BEGIN SUPPLIED DATA
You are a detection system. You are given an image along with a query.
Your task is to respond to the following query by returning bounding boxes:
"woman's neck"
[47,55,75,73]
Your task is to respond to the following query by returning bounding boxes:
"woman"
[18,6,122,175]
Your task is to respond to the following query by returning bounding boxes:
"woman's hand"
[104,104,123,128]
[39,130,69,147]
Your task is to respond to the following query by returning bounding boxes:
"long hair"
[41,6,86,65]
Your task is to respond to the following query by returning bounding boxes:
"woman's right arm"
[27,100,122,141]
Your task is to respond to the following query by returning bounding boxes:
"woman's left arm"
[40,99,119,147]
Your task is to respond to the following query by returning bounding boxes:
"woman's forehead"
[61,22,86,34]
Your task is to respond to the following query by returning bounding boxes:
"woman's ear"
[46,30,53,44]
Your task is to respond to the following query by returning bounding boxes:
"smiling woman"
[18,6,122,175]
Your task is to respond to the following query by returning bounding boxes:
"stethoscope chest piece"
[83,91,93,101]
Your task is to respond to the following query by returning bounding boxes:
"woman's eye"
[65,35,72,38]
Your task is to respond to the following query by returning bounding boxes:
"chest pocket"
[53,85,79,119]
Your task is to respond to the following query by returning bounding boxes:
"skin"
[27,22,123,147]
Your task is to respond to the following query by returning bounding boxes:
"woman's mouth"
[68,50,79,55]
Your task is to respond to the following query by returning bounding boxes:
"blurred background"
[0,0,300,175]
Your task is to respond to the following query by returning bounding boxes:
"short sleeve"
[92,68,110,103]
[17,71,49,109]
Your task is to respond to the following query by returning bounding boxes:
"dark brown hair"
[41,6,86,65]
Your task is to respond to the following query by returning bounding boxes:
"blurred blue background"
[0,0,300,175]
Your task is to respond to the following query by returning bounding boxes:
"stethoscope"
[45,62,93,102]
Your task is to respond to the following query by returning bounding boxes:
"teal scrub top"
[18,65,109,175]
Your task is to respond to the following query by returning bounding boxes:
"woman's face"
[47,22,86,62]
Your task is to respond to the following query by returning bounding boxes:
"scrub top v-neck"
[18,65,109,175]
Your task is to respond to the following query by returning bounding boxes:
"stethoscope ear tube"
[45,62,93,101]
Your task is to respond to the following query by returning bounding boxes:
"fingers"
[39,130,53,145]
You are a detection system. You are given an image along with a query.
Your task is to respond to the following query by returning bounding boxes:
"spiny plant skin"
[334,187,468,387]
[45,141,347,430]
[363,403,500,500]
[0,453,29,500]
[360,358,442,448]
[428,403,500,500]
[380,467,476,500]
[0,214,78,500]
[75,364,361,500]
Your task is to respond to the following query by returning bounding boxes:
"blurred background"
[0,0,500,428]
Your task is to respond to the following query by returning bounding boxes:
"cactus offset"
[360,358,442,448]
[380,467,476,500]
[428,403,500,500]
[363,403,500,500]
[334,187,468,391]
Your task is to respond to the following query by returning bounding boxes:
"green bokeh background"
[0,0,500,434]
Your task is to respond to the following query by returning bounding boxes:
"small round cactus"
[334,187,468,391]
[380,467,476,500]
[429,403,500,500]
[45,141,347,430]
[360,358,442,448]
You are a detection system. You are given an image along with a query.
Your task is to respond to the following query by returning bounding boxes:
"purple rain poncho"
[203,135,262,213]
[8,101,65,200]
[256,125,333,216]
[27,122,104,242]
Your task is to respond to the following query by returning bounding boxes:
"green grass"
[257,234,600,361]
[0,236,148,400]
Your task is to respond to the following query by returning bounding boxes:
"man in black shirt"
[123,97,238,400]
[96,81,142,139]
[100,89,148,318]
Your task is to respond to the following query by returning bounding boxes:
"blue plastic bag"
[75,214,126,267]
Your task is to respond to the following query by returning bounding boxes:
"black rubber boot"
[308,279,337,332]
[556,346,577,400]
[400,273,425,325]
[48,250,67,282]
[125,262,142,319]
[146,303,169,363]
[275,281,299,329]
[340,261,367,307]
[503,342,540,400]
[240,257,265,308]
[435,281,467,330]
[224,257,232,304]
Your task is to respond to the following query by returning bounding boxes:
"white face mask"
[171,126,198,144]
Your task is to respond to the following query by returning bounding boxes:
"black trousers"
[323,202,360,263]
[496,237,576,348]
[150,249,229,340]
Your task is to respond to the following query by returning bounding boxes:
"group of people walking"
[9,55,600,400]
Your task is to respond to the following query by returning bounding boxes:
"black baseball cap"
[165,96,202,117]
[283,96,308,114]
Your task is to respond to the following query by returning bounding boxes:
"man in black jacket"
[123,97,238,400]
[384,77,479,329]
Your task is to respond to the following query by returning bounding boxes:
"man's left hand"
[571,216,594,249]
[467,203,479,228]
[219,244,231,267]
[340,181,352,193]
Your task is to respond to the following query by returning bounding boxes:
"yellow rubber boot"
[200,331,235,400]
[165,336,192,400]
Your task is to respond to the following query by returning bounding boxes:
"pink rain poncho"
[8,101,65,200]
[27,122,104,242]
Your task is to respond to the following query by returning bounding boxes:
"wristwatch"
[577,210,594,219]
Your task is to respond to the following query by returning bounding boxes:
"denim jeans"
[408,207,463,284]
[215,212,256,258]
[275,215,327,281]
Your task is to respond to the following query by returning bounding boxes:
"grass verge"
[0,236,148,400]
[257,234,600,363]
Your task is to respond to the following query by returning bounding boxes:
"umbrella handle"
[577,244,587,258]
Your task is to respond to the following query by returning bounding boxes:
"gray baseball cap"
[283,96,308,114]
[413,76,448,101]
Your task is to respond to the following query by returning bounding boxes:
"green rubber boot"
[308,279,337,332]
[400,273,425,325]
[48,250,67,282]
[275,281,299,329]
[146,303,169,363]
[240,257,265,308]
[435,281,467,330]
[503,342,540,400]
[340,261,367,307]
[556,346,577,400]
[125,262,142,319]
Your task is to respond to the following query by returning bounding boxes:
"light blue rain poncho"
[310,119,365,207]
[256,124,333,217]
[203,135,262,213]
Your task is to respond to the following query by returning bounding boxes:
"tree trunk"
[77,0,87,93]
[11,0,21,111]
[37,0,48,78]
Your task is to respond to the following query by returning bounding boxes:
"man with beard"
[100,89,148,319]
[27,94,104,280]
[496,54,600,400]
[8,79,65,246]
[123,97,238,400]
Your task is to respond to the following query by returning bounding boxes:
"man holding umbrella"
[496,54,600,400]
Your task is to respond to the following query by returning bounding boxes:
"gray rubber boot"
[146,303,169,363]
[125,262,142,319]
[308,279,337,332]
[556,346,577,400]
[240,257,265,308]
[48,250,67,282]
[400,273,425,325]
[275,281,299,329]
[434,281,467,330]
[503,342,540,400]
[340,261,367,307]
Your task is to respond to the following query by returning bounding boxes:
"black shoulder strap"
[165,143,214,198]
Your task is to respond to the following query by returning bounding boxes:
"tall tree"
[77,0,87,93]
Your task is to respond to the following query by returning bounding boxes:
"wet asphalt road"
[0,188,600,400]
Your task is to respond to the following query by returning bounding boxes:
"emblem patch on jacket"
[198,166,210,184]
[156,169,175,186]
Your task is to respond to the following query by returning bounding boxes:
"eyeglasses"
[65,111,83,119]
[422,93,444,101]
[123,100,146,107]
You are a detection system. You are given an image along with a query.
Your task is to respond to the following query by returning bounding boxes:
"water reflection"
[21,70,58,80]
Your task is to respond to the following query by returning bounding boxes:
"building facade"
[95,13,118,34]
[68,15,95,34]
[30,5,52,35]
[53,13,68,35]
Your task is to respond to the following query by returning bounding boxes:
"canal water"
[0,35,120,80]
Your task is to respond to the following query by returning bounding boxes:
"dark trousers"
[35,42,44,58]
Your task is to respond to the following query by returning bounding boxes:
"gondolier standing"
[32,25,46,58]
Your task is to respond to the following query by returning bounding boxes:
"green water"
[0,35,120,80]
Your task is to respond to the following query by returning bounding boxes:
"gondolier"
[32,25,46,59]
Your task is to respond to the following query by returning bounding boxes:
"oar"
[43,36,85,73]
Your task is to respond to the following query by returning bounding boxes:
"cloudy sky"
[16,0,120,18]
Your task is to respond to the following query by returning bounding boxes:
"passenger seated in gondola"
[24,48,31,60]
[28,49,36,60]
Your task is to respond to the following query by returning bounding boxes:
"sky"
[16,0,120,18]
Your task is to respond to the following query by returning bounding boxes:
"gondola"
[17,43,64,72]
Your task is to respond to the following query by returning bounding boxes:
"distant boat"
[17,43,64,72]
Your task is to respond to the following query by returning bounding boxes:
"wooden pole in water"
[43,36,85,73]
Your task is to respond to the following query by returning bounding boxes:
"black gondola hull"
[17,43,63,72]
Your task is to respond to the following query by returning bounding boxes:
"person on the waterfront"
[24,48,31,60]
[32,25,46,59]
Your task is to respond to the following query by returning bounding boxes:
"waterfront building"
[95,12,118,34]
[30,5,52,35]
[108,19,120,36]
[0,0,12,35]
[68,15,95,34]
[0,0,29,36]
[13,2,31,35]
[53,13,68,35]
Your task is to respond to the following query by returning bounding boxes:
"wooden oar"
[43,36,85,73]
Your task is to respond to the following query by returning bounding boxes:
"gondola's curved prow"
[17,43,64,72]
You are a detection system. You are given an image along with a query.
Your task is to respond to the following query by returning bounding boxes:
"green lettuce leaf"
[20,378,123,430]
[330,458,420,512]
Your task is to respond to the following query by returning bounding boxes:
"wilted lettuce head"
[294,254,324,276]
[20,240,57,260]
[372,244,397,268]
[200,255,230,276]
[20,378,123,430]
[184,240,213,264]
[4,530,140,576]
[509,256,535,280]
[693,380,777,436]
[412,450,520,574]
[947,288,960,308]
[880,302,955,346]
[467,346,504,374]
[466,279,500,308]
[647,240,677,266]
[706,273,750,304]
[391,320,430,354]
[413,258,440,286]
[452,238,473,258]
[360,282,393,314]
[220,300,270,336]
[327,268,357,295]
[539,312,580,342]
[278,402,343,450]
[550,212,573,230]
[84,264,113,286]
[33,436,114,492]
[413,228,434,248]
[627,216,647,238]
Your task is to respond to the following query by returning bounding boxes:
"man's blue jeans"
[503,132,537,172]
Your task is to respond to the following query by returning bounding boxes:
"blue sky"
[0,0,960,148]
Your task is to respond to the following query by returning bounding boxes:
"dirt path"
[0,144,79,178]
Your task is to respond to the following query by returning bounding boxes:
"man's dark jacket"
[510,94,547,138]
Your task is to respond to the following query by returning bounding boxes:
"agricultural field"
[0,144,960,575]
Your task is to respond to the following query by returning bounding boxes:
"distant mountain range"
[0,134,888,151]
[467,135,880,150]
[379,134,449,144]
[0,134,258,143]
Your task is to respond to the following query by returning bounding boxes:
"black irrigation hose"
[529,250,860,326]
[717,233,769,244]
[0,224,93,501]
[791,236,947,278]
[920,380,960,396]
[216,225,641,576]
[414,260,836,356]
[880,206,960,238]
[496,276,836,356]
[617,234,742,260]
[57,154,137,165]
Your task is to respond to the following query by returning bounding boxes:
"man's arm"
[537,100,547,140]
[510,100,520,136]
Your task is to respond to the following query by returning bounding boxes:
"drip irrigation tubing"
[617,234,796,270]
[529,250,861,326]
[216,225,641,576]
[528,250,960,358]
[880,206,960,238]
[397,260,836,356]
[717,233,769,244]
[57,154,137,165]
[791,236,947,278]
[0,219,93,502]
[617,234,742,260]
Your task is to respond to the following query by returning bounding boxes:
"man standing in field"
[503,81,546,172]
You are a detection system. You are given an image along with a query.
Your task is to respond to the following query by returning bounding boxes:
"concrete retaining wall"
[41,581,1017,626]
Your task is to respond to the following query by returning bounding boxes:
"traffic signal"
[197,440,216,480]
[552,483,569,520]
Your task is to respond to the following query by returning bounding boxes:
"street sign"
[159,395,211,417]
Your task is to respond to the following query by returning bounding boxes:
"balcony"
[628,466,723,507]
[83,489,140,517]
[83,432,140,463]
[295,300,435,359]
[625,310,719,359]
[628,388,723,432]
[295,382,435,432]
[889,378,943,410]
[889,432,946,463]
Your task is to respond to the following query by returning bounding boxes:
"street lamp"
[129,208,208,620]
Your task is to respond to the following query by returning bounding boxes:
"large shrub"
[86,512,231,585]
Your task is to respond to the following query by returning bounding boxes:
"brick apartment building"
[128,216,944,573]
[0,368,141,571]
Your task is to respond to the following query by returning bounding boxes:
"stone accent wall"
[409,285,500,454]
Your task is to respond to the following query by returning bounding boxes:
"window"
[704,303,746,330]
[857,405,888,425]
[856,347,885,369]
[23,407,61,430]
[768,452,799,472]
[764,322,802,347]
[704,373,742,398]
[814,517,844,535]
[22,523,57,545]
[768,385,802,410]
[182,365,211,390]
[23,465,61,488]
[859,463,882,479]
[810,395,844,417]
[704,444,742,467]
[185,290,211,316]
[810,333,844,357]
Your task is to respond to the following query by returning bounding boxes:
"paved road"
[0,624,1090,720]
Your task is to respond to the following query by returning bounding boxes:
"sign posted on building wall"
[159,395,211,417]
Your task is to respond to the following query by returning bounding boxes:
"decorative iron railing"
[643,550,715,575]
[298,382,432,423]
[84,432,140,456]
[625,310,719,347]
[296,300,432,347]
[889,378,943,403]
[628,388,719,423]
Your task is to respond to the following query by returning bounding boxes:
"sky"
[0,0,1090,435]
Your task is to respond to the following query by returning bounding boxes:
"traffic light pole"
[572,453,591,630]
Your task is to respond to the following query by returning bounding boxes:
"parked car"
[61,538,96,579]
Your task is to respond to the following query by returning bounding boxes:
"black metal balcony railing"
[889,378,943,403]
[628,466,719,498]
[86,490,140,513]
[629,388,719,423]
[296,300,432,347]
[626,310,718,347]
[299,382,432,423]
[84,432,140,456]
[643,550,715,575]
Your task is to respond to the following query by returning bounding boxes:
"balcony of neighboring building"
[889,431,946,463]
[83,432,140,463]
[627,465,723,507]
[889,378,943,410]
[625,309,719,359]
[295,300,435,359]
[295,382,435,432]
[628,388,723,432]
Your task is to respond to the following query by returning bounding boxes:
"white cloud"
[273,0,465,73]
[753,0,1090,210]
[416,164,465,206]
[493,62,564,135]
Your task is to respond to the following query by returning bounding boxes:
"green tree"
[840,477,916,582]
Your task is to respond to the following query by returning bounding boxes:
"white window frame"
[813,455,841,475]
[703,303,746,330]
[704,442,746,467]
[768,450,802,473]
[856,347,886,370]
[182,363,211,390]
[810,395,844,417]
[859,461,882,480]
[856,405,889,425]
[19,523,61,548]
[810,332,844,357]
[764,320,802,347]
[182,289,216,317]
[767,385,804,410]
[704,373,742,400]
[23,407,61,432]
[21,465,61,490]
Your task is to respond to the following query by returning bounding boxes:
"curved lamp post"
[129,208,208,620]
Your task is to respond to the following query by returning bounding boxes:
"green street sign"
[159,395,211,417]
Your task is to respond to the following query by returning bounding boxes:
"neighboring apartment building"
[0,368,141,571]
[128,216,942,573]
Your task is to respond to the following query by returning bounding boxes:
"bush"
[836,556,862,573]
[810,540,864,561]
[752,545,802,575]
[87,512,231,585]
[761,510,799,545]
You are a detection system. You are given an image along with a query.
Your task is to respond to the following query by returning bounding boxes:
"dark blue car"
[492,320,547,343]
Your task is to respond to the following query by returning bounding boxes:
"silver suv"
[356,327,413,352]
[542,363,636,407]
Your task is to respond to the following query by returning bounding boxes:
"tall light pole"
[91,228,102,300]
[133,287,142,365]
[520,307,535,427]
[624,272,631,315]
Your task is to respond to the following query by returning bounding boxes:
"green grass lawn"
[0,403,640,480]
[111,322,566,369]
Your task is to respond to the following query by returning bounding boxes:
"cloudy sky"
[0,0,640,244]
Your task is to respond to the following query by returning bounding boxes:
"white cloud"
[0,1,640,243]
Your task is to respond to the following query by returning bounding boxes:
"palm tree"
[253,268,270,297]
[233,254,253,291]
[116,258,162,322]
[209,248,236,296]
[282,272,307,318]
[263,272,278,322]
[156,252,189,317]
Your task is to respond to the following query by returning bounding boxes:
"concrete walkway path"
END SUPPLIED DATA
## OBJECTIVE
Give the stretch from the first line through the line containing "[53,85,79,119]" as a JSON list of strings, one string per line. Both ends are included, and blank lines are left out.

## ANSWER
[
  "You are a detection system. You are given an image along with a query.",
  "Your task is to respond to the following query by returning bounding boxes:",
  "\"woman's neck\"",
  "[47,55,75,73]",
  "Your task is to respond to the following query by returning bounding boxes:",
  "\"woman\"",
  "[18,6,122,175]",
  "Your task is to respond to the following query by returning bounding boxes:",
  "\"woman's hand\"",
  "[104,104,123,128]",
  "[39,130,69,147]",
  "Your task is to respond to the following query by returning bounding boxes:",
  "\"long hair\"",
  "[41,6,86,65]",
  "Your task is to respond to the following query by returning bounding boxes:",
  "\"woman's right arm\"",
  "[27,100,122,141]",
  "Your task is to respond to the following query by returning bounding boxes:",
  "\"woman's left arm\"",
  "[40,99,119,147]",
  "Your task is to respond to the following query by returning bounding boxes:",
  "\"woman's forehead\"",
  "[61,22,86,34]",
  "Your task is to respond to the following query by returning bounding boxes:",
  "\"woman's ear\"",
  "[46,30,53,44]",
  "Your task is to respond to the following query by returning bounding boxes:",
  "\"smiling woman\"",
  "[18,6,122,175]",
  "Your task is to respond to the following query by returning bounding boxes:",
  "\"stethoscope chest piece\"",
  "[83,91,93,101]",
  "Your task is to respond to the following query by returning bounding boxes:",
  "\"woman's eye\"",
  "[65,35,72,38]",
  "Your task is to respond to the following query by returning bounding boxes:",
  "\"chest pocket\"",
  "[53,85,79,119]"
]